# WHAT IS BEING ASKED
The listing below holds a line with "point: the ornate" and a line with "point: the balustrade". Reproduce those two lines exactly, plus everything between them.

# DATA UNDER STUDY
···
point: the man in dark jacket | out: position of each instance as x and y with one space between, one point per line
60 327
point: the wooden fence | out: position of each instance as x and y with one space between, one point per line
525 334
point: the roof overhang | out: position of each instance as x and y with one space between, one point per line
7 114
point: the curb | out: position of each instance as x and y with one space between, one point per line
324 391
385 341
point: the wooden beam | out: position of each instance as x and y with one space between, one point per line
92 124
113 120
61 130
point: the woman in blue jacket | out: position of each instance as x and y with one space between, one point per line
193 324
···
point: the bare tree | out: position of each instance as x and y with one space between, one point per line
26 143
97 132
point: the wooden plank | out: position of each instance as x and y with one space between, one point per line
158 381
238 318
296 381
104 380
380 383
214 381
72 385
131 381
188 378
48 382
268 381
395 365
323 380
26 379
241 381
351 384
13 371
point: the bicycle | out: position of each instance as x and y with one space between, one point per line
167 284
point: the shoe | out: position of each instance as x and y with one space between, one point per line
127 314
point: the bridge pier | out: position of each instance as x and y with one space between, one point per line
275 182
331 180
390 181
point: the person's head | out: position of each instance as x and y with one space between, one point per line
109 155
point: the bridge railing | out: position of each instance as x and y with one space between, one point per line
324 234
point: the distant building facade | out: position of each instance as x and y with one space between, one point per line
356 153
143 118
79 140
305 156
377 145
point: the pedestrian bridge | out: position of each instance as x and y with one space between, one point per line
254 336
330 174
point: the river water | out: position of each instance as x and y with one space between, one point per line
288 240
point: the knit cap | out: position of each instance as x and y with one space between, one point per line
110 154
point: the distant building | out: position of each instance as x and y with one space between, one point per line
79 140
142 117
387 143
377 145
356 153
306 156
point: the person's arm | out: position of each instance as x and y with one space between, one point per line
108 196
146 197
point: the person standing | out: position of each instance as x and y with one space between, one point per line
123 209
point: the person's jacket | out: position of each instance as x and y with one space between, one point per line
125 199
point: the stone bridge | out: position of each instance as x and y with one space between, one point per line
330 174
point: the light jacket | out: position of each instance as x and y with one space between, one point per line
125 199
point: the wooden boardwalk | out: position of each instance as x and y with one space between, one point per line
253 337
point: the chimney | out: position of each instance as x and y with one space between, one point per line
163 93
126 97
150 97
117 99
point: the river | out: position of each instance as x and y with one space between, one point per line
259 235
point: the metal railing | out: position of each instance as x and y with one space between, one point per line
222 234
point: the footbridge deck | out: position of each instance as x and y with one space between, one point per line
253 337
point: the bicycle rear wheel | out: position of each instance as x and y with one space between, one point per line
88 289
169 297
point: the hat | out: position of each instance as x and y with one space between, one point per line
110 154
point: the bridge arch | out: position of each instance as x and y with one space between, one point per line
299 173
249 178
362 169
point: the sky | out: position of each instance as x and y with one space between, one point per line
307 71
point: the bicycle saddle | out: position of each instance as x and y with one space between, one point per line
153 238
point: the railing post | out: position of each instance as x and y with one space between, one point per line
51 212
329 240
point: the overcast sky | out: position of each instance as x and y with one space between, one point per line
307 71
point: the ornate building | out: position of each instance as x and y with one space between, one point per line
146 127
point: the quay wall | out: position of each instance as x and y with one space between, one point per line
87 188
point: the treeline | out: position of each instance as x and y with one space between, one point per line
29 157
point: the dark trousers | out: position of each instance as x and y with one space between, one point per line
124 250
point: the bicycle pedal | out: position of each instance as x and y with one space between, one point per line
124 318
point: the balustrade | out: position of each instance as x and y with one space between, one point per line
···
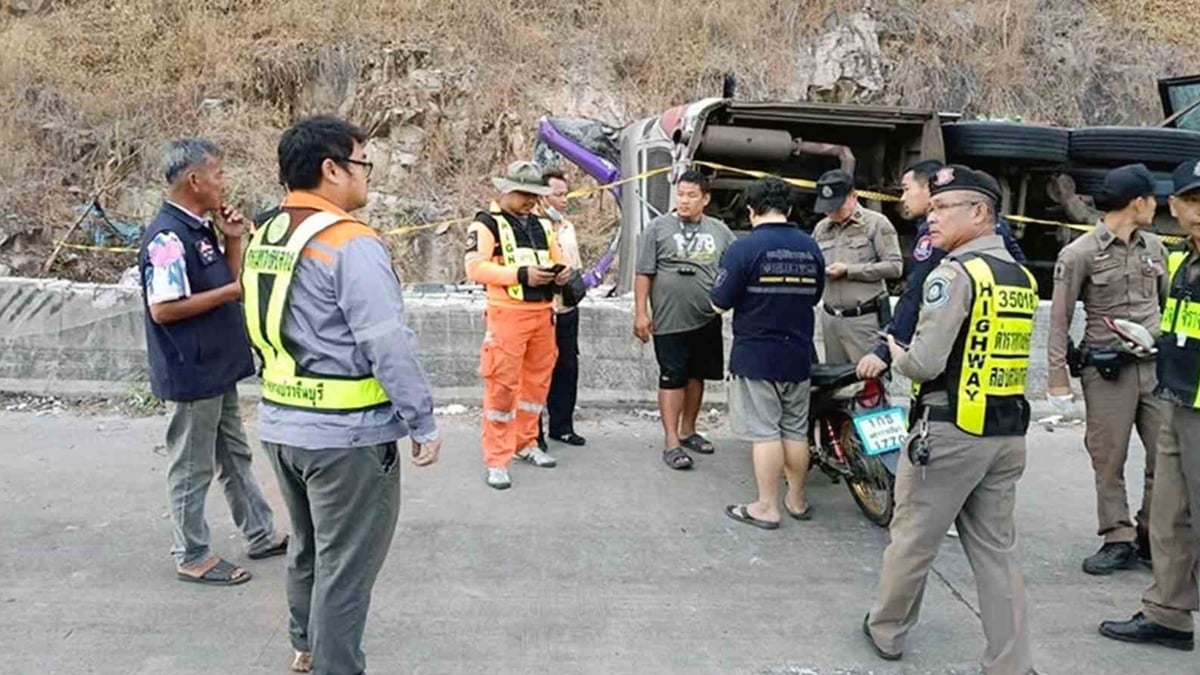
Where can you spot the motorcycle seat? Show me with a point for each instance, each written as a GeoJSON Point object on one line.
···
# RESULT FOR THIS TASK
point: the ornate building | out: position of each instance as x and y with one space between, one point per line
146 127
point: the quay wall | out: position of each instance as x and y with one space between, one point per line
87 188
point: the treeline | out: position of each instance as x and y with one space between, one point per line
29 157
point: the dark trousers | out: position of each instance as x and y with one space between, one point per line
124 250
point: the bicycle pedal | out: position of each instance as x and y with one space between, one point per line
124 318
point: the balustrade | out: position of each instance as x and y with one space between, one point per line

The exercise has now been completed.